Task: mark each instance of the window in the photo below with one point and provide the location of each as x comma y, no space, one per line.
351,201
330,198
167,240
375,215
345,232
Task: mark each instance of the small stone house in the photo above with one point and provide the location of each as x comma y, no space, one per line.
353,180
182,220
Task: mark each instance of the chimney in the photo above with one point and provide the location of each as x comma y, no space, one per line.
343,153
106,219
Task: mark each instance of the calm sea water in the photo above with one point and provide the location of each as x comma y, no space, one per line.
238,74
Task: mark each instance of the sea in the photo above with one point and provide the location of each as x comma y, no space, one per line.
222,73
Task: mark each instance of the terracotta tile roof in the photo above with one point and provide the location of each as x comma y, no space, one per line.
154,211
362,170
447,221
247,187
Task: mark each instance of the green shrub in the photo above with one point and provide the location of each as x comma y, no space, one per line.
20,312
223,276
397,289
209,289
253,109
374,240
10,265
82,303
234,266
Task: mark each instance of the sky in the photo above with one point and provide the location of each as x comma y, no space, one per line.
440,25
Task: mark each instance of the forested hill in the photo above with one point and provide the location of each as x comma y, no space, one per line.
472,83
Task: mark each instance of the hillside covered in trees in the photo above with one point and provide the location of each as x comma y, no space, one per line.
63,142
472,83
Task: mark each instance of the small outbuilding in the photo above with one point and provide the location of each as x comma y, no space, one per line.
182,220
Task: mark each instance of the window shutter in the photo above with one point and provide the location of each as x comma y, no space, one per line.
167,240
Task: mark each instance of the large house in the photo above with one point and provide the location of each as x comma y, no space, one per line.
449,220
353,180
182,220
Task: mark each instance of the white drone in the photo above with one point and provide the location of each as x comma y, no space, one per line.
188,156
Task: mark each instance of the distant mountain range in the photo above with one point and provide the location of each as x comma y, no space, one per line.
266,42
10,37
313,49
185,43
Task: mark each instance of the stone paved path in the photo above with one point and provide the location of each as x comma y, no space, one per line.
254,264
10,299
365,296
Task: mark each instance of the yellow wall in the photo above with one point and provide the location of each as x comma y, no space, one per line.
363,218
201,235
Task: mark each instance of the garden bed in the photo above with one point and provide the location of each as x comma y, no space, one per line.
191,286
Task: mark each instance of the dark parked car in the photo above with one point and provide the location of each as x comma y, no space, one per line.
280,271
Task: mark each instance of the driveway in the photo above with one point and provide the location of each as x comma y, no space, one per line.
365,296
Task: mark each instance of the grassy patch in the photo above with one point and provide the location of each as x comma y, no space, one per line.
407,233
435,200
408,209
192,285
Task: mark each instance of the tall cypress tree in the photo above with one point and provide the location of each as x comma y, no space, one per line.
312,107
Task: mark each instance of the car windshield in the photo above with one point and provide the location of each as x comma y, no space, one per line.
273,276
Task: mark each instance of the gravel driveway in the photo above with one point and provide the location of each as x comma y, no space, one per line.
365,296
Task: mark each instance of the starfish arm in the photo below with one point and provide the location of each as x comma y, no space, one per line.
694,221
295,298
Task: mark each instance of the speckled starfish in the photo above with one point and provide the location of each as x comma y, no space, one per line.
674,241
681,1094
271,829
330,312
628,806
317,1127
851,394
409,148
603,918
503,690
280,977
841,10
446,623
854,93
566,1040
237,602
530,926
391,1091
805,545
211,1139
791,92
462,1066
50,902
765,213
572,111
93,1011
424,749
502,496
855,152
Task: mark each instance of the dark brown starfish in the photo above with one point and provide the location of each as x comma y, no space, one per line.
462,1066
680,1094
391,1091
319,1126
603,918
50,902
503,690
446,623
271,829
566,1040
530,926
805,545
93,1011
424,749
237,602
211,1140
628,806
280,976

GOAL: Output all preceding records character for character.

ANSWER TO THIS PROBLEM:
Task: mark each instance of the window in the photo below with one point and provide the location of each as x comma y, no space, one per line.
351,201
330,198
167,240
375,215
345,232
Task: mark each instance of the small stone house in the photo above with one point and provide the location of each as x comma y, no space, one per line.
353,180
182,220
Task: mark each instance of the chimney in the photo above with one point and provide the location of each as x comma y, no space, one per line.
343,153
106,219
Task: mark each instance of the calm sea water in the photo above with one point and provide the location of each as x comma y, no space, one per line.
238,74
Task: mark each instance of the sea in the photo above with one point and provide the location of each as x comma y, no space, one per line.
222,73
Task: mark each instance of the terracotta tile roof in the photo above with one point and provide the location of each as x comma y, no space, one per line.
154,211
362,170
447,221
247,187
Task: mark each instance of the green shrub in the photo above with one point and provide the location of each as x comma y, no space, one per line.
20,312
223,276
397,289
209,289
253,109
374,240
10,265
82,303
234,266
Task: mark each instance of the sky in the photo above with one point and provide the location of each as x comma y, no space, one per line.
440,25
Task: mark each instance of the forested hill in the photo above with one point and provide the location of each as x comma y, no space, one per line.
472,83
Task: mark each instance of the hillside covered in trees in the photo above with one point and provide the location of each as x comma y, no space, one per line.
63,142
472,83
Task: mark each instance of the small outbuilding in the photo above with one point and provide the location of each as x comma y, no space, one per line.
182,220
Task: mark each instance of the window shutter in the photo above with one point and provide the location of each as x comma y, no space, one per line.
167,240
Task: mark each instance of the large house in the photo above with one point and provide the location of each as x comma y, no space, one per line.
449,220
353,180
182,220
Task: mark each instance of the white drone in the photo above with one point and provide the location of each as x comma y, no space, one per line.
188,156
Task: mark each instance of the distant mountain range in the photo above with one point and provide the location of each as x comma y, no space, one per line.
266,42
10,37
313,49
185,43
Task: mark each instance of the stone paved path in the photo above with one point and provide the location of each as x comma y, no space, one per line.
254,264
10,299
365,296
Task: mark each instance of the yellow wall in the photo above with one point and provide the location of each as x comma y, no space, one per line.
363,218
201,235
Task: mark each instance of the garden bed in the photo above with one point and provide the location of each as x comma y, no space, one per line.
191,286
Task: mark each instance of the dark parked car in the photo above with one point and provide the location of each as x comma y, no space, one per line.
280,271
Task: mark each instance of the driveway in the photo above with one point and provide the location of each as x comma y, no space, one per line.
365,296
Task: mark each instance of the grassy patch in the photo above with one point and provide the location of each as x comma y, no space, one per line.
407,233
435,200
408,209
192,285
Task: mark each instance of the tall cypress tree in the photo above with one point and provide the location of each as x comma y, no space, one per line.
312,107
Task: mark each instance of the car windshield in the photo above with one point and provide the location of each as x comma y, no space, one per line.
273,276
Task: mark each instance of the gravel driveway in the photo above with one point and provide the location of each as x comma y, no space, one per line.
365,296
Task: mark each instance of the starfish arm in the photo below with one point and provide the location of each as x comma y, no space, one per line.
694,221
295,298
Task: mark each instance of the speckled starfish in the photo above with one point and provide the location of each as x comma y, no space, one per line.
674,241
681,1094
271,829
330,312
628,806
317,1127
851,394
409,148
603,918
503,690
280,977
841,10
446,623
854,93
566,1040
237,602
530,926
391,1091
805,545
211,1139
791,92
462,1066
50,902
765,213
572,111
93,1011
424,749
502,496
855,152
Task: mark each instance of the dark brown starfish in the photo above with one point and provide the location of each as x comma y, no space, one per line.
462,1066
680,1094
391,1091
319,1126
603,918
50,902
503,690
446,623
271,829
566,1040
530,926
805,545
93,1011
424,749
237,602
211,1140
628,806
280,976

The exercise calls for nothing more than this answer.